--- Dokumentauszug ---

Teilweise wurden sie dann aber genutzt, als Lufen und Experte Frank Busemann aus dem Stade de France wichtige Gesundheitsupdates lieferten. Mihambo wurde unter Tränen in einem Rollstuhl aus dem Stadion gebracht, ähnlich wie zuvor Sprinter Noah Lyles. Mihambo litt vor Olympia unter Covid, Lyles erkrankte in Paris. Mihambo erklärte sich später auf der Pressekonferenz.

"Das wird wohl noch mit der Covid-Erkrankung zusammenhängen, wo der Körper ans absolute Maximum gebracht wurde und das einfach noch nicht vertragen kann", sagte Busemann. "Und wenn man sich dann vorstellt, dass sie die Zweite auf der Welt ist, ist das noch ein bisschen höher einzuschätzen. Das war für ihren Körper heute zu viel", sagte Busemann, der in dem Zuge über Lyles sagte: "Er sagt, es wird irgendwie gehen. Im Zwischenlauf sah er schon nicht gut aus, da hat man schon so eine Befürchtung gehabt. Und ja, das wird wohl unterschätzt. Denn 200 Meter sind jetzt kein Sonntagsspaziergang. Das ist schon hochgradig anstrengend."

--- Bereitgestellte Angaben ---

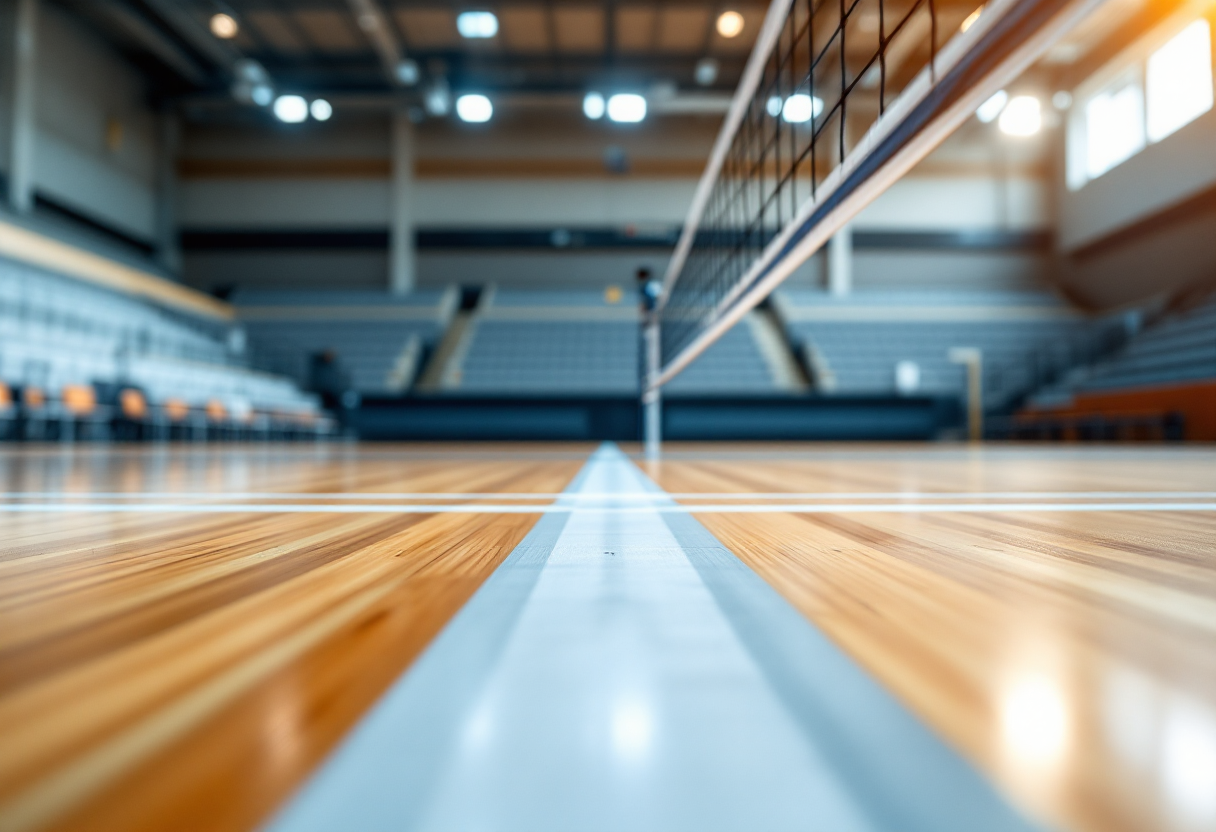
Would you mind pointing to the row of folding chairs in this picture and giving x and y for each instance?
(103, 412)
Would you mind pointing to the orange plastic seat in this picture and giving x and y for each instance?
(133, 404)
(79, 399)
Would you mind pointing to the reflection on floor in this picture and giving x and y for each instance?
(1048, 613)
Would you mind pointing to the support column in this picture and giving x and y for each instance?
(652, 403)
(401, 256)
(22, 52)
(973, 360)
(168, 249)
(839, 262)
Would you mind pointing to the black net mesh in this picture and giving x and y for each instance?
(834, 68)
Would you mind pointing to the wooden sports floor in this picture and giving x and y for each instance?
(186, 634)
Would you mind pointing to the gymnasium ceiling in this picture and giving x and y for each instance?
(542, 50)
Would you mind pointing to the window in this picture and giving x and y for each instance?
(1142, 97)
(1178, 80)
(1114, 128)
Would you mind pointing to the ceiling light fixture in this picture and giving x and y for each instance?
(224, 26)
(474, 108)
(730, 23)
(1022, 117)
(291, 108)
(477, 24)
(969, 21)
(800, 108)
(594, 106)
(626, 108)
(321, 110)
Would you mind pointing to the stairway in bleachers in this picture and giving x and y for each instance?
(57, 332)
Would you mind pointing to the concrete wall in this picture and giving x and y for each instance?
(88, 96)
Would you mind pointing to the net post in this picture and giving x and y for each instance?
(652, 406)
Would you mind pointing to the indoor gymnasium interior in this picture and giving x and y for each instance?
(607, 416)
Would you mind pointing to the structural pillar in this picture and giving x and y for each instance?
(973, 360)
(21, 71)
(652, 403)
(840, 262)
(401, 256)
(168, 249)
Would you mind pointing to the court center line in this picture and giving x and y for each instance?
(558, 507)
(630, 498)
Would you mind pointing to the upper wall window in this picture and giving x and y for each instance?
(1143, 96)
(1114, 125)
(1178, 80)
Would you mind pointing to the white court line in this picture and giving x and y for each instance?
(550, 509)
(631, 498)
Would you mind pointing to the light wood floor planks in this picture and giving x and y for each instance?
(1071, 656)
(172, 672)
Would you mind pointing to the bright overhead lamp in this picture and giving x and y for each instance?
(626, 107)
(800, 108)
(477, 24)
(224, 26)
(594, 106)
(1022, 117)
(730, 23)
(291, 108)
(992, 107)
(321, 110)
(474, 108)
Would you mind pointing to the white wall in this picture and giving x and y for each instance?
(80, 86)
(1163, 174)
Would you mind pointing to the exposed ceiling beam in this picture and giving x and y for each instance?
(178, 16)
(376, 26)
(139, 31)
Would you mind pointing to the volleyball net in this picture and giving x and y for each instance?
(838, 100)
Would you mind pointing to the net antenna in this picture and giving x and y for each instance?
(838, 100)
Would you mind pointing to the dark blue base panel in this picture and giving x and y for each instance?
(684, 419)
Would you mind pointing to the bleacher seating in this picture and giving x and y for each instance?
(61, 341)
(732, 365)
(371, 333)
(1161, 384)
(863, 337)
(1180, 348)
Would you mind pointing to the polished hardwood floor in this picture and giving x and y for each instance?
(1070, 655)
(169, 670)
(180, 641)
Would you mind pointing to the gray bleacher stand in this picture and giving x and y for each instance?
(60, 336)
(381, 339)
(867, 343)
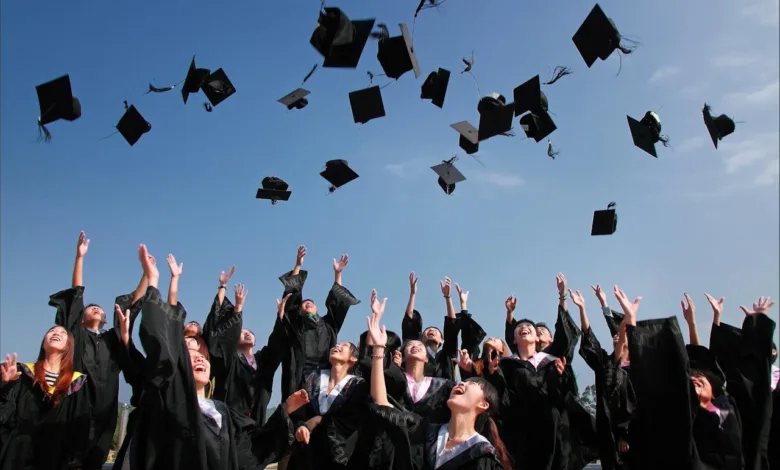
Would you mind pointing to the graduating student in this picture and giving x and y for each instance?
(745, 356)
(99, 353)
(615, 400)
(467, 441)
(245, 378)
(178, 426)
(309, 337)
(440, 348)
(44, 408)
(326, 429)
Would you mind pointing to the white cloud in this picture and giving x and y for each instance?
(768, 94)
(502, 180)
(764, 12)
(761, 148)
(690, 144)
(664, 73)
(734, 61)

---

Arbeitsauftrag —
Auf welche Weise wurde Mihambo laut dem Dokumentauszug aus dem Stadion gebracht?

Schriftliche Antwort —
Sie wurde unter Tränen in einem Rollstuhl aus dem Stadion gebracht.